• **EXERCISE**
Convert every line of the data below into a JSON list of strings, one string per line, and leave out any blank lines.

# START OF GIVEN RECORDS

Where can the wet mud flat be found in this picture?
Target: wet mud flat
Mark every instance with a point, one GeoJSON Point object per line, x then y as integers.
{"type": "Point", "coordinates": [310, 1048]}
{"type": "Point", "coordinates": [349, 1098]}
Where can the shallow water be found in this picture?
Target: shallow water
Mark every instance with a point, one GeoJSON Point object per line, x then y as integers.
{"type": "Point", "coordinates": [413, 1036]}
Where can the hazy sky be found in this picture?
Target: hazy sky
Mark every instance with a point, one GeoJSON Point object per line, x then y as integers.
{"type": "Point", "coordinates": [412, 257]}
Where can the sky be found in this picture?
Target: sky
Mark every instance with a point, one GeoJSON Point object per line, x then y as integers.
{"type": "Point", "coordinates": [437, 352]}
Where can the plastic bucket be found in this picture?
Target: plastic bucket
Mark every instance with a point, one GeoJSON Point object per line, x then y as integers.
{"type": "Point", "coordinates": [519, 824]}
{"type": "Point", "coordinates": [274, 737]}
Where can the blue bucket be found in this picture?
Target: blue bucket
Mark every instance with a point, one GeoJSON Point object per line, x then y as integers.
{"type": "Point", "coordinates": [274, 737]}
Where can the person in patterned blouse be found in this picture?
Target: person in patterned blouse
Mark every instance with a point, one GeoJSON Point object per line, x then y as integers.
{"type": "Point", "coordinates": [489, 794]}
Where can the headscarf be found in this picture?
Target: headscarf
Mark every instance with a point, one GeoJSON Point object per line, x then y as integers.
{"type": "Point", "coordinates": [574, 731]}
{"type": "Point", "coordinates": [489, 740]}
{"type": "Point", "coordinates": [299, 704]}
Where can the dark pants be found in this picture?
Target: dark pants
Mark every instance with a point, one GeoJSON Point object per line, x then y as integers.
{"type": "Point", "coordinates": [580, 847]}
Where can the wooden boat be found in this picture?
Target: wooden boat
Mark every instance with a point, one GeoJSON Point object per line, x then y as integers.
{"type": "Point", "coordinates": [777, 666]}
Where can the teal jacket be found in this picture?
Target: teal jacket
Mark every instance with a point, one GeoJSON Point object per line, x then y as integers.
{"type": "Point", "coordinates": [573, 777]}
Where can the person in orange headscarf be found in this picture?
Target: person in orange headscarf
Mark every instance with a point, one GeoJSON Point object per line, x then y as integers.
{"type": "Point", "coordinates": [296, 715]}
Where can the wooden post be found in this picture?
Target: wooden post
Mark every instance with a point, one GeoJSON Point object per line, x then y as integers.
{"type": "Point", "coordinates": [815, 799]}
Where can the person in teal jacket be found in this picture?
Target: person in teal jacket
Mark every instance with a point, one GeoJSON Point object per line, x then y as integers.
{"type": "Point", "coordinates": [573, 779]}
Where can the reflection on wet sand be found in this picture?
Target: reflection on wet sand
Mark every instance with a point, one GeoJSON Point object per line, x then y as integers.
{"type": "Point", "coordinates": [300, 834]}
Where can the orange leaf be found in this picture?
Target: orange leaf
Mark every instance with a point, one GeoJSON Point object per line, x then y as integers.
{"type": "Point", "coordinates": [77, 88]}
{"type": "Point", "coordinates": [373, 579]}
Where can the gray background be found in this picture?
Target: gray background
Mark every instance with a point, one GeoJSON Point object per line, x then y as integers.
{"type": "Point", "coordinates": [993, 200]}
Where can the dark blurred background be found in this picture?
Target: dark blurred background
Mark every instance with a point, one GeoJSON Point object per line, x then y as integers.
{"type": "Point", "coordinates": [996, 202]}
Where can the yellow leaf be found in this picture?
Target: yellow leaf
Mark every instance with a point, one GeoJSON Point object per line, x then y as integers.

# END OF GIVEN RECORDS

• **FULL SOLUTION**
[
  "Where can the wet mud flat be found in this picture?",
  "Target: wet mud flat",
  "Mark every instance with a point, one GeoJSON Point object per line, x then y as integers.",
  "{\"type\": \"Point\", \"coordinates\": [310, 1048]}",
  "{\"type\": \"Point\", \"coordinates\": [349, 1098]}",
  "Where can the shallow water be found in this picture?",
  "Target: shallow water",
  "Mark every instance with a point, one GeoJSON Point object per line, x then y as integers.",
  "{\"type\": \"Point\", \"coordinates\": [413, 1036]}",
  "Where can the hazy sky be found in this picture?",
  "Target: hazy sky",
  "Mark every instance with a point, one GeoJSON Point object per line, x then y as integers.",
  "{\"type\": \"Point\", \"coordinates\": [412, 257]}",
  "Where can the sky be found in this picture?",
  "Target: sky",
  "Mark every instance with a point, one GeoJSON Point object per line, x then y as integers.",
  "{\"type\": \"Point\", \"coordinates\": [437, 352]}",
  "Where can the plastic bucket be found in this picture?",
  "Target: plastic bucket",
  "Mark every instance with a point, one GeoJSON Point object per line, x then y as integers.",
  "{\"type\": \"Point\", \"coordinates\": [519, 824]}",
  "{\"type\": \"Point\", \"coordinates\": [274, 737]}",
  "Where can the blue bucket be found in this picture?",
  "Target: blue bucket",
  "Mark every instance with a point, one GeoJSON Point object per line, x then y as integers.",
  "{\"type\": \"Point\", \"coordinates\": [274, 737]}",
  "Where can the person in patterned blouse be found in this picture?",
  "Target: person in patterned blouse",
  "Mark every instance with a point, one GeoJSON Point object per line, x then y as integers.",
  "{\"type\": \"Point\", \"coordinates\": [489, 794]}",
  "Where can the headscarf be found in this picture?",
  "Target: headscarf",
  "Mark every instance with a point, one GeoJSON Point object per line, x then y as integers.",
  "{\"type\": \"Point\", \"coordinates\": [574, 731]}",
  "{\"type\": \"Point\", \"coordinates\": [489, 740]}",
  "{\"type\": \"Point\", \"coordinates\": [299, 704]}",
  "Where can the dark pants be found in this picture?",
  "Target: dark pants",
  "Mark every instance with a point, one GeoJSON Point object per line, x then y as integers.",
  "{\"type\": \"Point\", \"coordinates\": [580, 847]}",
  "Where can the wooden boat be found in this picture?",
  "Target: wooden boat",
  "Mark every instance with a point, one GeoJSON Point object per line, x then y as integers.",
  "{\"type\": \"Point\", \"coordinates\": [777, 666]}",
  "Where can the teal jacket be found in this picture?",
  "Target: teal jacket",
  "Mark every instance with a point, one GeoJSON Point object per line, x then y as integers.",
  "{\"type\": \"Point\", \"coordinates\": [573, 777]}",
  "Where can the person in orange headscarf be found in this picture?",
  "Target: person in orange headscarf",
  "Mark every instance with a point, one GeoJSON Point object per line, x then y as integers.",
  "{\"type\": \"Point\", \"coordinates\": [296, 715]}",
  "Where can the wooden post be found in this picture?",
  "Target: wooden post",
  "Mark every instance with a point, one GeoJSON Point object per line, x then y as integers.",
  "{\"type\": \"Point\", \"coordinates\": [815, 799]}",
  "Where can the person in teal jacket be found in this picture?",
  "Target: person in teal jacket",
  "Mark every instance with a point, one GeoJSON Point object per line, x then y as integers.",
  "{\"type\": \"Point\", \"coordinates\": [573, 779]}",
  "Where can the reflection on wet sand be found in this picture?",
  "Target: reflection on wet sand",
  "Mark every instance with a point, one GeoJSON Point object per line, x then y as integers.",
  "{\"type\": \"Point\", \"coordinates\": [300, 834]}",
  "Where can the orange leaf be found in this picture?",
  "Target: orange leaf",
  "Mark every instance with a point, one GeoJSON Point object per line, x then y as integers.",
  "{\"type\": \"Point\", \"coordinates\": [77, 88]}",
  "{\"type\": \"Point\", \"coordinates\": [373, 579]}",
  "Where can the gray background be found in this picture?",
  "Target: gray background",
  "Mark every instance with a point, one GeoJSON Point object per line, x then y as integers.",
  "{\"type\": \"Point\", \"coordinates\": [993, 200]}",
  "Where can the dark blurred background be found in this picture?",
  "Target: dark blurred background",
  "Mark every instance with a point, one GeoJSON Point object per line, x then y as integers.",
  "{\"type\": \"Point\", \"coordinates\": [996, 202]}",
  "Where can the yellow leaf be found in this picture?",
  "Target: yellow leaf",
  "Mark every instance with a point, one GeoJSON Point object per line, x then y as integers."
]